Your goal
All entries below are to be set down again, identical to the source.

Records for the task
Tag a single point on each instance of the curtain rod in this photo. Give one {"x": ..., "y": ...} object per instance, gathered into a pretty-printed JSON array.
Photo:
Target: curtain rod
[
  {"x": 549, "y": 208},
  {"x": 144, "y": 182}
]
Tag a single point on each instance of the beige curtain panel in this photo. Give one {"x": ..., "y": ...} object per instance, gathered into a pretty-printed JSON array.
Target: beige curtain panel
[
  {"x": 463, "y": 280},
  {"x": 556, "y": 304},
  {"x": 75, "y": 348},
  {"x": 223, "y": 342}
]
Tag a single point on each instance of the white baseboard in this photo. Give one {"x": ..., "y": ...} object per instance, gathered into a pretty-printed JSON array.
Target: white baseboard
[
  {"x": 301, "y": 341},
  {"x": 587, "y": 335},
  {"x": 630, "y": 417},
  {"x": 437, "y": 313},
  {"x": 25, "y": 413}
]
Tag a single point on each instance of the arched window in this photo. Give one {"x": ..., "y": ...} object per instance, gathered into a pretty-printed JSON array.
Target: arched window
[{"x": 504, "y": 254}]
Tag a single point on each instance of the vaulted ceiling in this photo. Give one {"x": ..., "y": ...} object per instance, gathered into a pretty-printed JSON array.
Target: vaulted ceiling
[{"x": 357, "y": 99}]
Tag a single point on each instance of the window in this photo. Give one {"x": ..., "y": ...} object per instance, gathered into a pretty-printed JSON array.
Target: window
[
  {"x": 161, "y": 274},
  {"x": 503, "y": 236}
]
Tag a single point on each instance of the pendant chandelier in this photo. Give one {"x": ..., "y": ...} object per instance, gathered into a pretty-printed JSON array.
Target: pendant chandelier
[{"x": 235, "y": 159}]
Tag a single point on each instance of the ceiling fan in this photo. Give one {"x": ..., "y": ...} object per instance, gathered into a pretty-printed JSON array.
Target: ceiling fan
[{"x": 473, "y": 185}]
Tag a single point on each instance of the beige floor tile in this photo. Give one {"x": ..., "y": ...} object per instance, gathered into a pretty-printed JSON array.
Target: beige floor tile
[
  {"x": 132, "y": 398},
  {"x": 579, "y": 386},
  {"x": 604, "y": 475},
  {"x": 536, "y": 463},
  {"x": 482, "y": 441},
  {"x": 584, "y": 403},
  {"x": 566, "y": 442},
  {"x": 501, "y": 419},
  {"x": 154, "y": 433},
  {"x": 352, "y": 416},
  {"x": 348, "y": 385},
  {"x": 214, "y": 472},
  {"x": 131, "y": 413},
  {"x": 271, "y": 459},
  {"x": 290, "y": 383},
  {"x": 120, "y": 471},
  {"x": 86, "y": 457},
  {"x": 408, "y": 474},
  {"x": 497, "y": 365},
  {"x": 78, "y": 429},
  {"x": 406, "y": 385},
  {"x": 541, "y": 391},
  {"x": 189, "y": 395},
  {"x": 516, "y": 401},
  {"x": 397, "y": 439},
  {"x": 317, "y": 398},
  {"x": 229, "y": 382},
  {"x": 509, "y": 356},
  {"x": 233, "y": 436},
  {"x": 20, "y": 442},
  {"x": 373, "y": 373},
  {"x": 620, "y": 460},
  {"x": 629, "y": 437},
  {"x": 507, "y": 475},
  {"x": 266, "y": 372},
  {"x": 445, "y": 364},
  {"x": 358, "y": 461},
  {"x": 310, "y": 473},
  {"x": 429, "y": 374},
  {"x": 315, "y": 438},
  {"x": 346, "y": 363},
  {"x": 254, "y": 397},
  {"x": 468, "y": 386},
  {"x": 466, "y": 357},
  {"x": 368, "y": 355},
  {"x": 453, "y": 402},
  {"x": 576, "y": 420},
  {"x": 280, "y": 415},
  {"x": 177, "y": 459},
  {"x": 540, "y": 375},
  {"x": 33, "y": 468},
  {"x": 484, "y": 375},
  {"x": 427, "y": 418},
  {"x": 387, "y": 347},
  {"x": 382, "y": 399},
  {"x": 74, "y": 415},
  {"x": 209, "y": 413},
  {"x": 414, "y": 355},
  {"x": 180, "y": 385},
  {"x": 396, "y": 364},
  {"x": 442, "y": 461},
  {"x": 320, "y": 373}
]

Full answer
Tag a single point on each instance of the curtain rod in this photo. Give one {"x": ..., "y": ...} object per instance, gathered into a pretty-printed JSON array.
Photo:
Target: curtain rod
[
  {"x": 549, "y": 208},
  {"x": 144, "y": 182}
]
Tag a single point on each instance of the beige curtain panel in this photo. Give one {"x": ..., "y": ...} object per instance, gathered into a pretty-printed JSON array.
Target: beige curtain panel
[
  {"x": 463, "y": 280},
  {"x": 556, "y": 304},
  {"x": 75, "y": 348},
  {"x": 223, "y": 342}
]
Tag a single point on each instance of the white baseboard in this photo. Give one {"x": ..., "y": ...} object per instance, gathered into a pretty-printed JSON array.
Target: white baseboard
[
  {"x": 301, "y": 341},
  {"x": 587, "y": 335},
  {"x": 630, "y": 417},
  {"x": 437, "y": 313},
  {"x": 25, "y": 413}
]
Tag a single point on each instance of the arched window in this photo. Give one {"x": ..., "y": ...} object per instance, gathered into a pretty-printed JSON array.
Target: arched window
[{"x": 504, "y": 254}]
Tag a single point on each instance of the vaulted ceiling in this photo. Give one {"x": ..., "y": ...} object per instance, gathered into a pretty-printed JSON array.
Target: vaulted ceiling
[{"x": 357, "y": 99}]
Tag a single point on each instance of the window in this photo. Give one {"x": ..., "y": ...} object per instance, gathered into a pretty-printed JSON array.
Target: window
[
  {"x": 161, "y": 274},
  {"x": 503, "y": 236}
]
Tag a single point on each instance of the pendant chandelier in this photo. Give one {"x": ..., "y": ...} object per instance, gathered into a pretty-printed JSON array.
Target: pendant chandelier
[{"x": 235, "y": 159}]
Tag a single point on each instance of the ceiling fan in this photo. Give one {"x": ..., "y": ...} object per instance, gathered into a pretty-printed JSON array.
Target: ceiling fan
[{"x": 473, "y": 185}]
Tag a single point on each instance of the beige floor tile in this photo. Give one {"x": ..., "y": ...} object per instance, gathered into a pretty-printed JSON array.
Target: beige floor tile
[
  {"x": 132, "y": 398},
  {"x": 579, "y": 386},
  {"x": 604, "y": 475},
  {"x": 536, "y": 463},
  {"x": 482, "y": 441},
  {"x": 584, "y": 403},
  {"x": 566, "y": 442},
  {"x": 501, "y": 419},
  {"x": 154, "y": 433},
  {"x": 352, "y": 416},
  {"x": 348, "y": 385},
  {"x": 214, "y": 472},
  {"x": 131, "y": 413},
  {"x": 271, "y": 459},
  {"x": 290, "y": 383},
  {"x": 120, "y": 471},
  {"x": 86, "y": 457},
  {"x": 408, "y": 474},
  {"x": 497, "y": 365},
  {"x": 78, "y": 429},
  {"x": 406, "y": 385},
  {"x": 541, "y": 391},
  {"x": 189, "y": 395},
  {"x": 516, "y": 401},
  {"x": 397, "y": 439},
  {"x": 317, "y": 398},
  {"x": 229, "y": 382},
  {"x": 509, "y": 356},
  {"x": 233, "y": 436},
  {"x": 20, "y": 442},
  {"x": 373, "y": 373},
  {"x": 620, "y": 460},
  {"x": 629, "y": 437},
  {"x": 507, "y": 475},
  {"x": 266, "y": 372},
  {"x": 445, "y": 364},
  {"x": 358, "y": 461},
  {"x": 310, "y": 473},
  {"x": 429, "y": 374},
  {"x": 315, "y": 438},
  {"x": 346, "y": 363},
  {"x": 254, "y": 397},
  {"x": 468, "y": 386},
  {"x": 466, "y": 357},
  {"x": 368, "y": 355},
  {"x": 453, "y": 402},
  {"x": 576, "y": 420},
  {"x": 280, "y": 415},
  {"x": 177, "y": 459},
  {"x": 540, "y": 375},
  {"x": 33, "y": 468},
  {"x": 484, "y": 375},
  {"x": 427, "y": 418},
  {"x": 387, "y": 347},
  {"x": 382, "y": 399},
  {"x": 74, "y": 415},
  {"x": 209, "y": 413},
  {"x": 414, "y": 355},
  {"x": 180, "y": 385},
  {"x": 396, "y": 364},
  {"x": 442, "y": 461},
  {"x": 320, "y": 373}
]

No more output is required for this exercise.